▶ [SELECTED EXCERPT]
(begin)
# How Not To Empty The Black Tank



## California Jim (Dec 11, 2003)

Eeeeewwwwww









Poopsicles Crash Through Roof


----------



## mswalt (Sep 14, 2004)

I bet that scared the sh** out of her, too!









Mark


----------



## ember (Jan 17, 2008)

mswalt said:


> I bet that scared the sh** out of her, too!
> 
> 
> 
> ...


That was exactly what I thought TOO.
Can you imagine?
Ember


----------



## tdvffjohn (Mar 10, 2005)

What a crappy way to start the day.


----------



## Fanatical1 (Jan 9, 2006)

Anybody see the movie Joe Dirt?


----------



## Oregon_Camper (Sep 13, 2004)

Fanatical1 said:


> Anybody see the movie Joe Dirt?


Nope...why?


----------



## N7OQ (Jun 10, 2006)

This happens more that you think, people find green/yellow ice that fell from sky and some will put in their freezer until they can get it identified thinking it is some kind of outer space ice.


----------



## wolfwood (Sep 19, 2005)

N7OQ said:


> This happens more that you think, people find green/yellow ice that fell from sky and some will put in their freezer until they can get it identified thinking it is some kind of outer space ice.


Must be a West Coast thing


----------



## Oregon_Camper (Sep 13, 2004)

N7OQ said:


> This happens more that you think, people find green/yellow ice that fell from sky and some will put in their freezer until they can get it identified thinking it is some kind of outer space ice.


Yuck!


----------



## camping canuks (Jan 18, 2007)

N7OQ said:


> This happens more that you think, people find green/yellow ice that fell from sky and some will put in their freezer until they can get it identified thinking it is some kind of outer space ice.


Hmm, frozen human waste right next to the peas in the freezer.......... talk about coming full circle


----------



## Fanatical1 (Jan 9, 2006)

Oregon_Camper said:


> Anybody see the movie Joe Dirt?


Nope...why?








[/quote]

You had to see the movie to understand what I'm refering to, but a simular situation happened in the movie.

Mark


----------
(end)
[Named-object pointing records]
(begin)
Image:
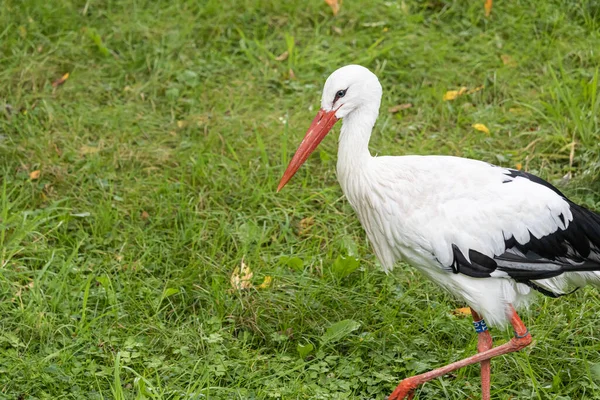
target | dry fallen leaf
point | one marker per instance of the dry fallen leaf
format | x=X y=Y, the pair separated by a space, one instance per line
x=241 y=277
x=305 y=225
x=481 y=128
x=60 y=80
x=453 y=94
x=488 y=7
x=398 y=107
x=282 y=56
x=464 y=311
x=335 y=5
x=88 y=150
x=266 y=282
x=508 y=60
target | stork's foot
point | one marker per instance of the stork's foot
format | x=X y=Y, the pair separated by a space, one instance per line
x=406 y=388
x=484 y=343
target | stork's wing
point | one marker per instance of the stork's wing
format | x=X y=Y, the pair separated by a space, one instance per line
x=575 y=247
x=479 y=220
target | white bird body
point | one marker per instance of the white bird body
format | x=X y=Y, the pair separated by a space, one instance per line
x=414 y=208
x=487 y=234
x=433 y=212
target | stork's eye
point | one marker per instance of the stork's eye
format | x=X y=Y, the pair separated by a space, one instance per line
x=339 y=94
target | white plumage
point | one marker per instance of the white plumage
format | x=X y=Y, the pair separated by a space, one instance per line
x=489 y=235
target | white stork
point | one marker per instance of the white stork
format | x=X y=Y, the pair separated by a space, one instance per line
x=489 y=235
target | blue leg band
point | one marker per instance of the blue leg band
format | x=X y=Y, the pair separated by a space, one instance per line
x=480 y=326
(end)
(begin)
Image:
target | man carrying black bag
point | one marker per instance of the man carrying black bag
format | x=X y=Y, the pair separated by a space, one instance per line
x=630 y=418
(end)
(begin)
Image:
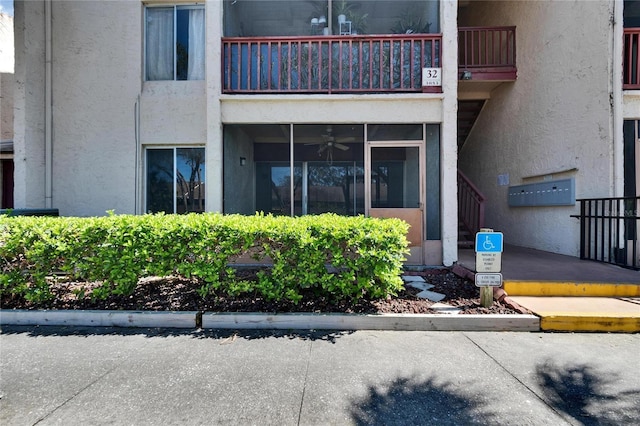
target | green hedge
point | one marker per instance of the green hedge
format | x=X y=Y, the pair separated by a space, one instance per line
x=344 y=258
(end)
▶ [DIRECTIVE]
From the forum thread on emptying the black tank, copy verbatim the passage that begins with the words "## N7OQ (Jun" and ends with "(Sep 19, 2005)".

▶ [ANSWER BELOW]
## N7OQ (Jun 10, 2006)

This happens more that you think, people find green/yellow ice that fell from sky and some will put in their freezer until they can get it identified thinking it is some kind of outer space ice.


----------



## wolfwood (Sep 19, 2005)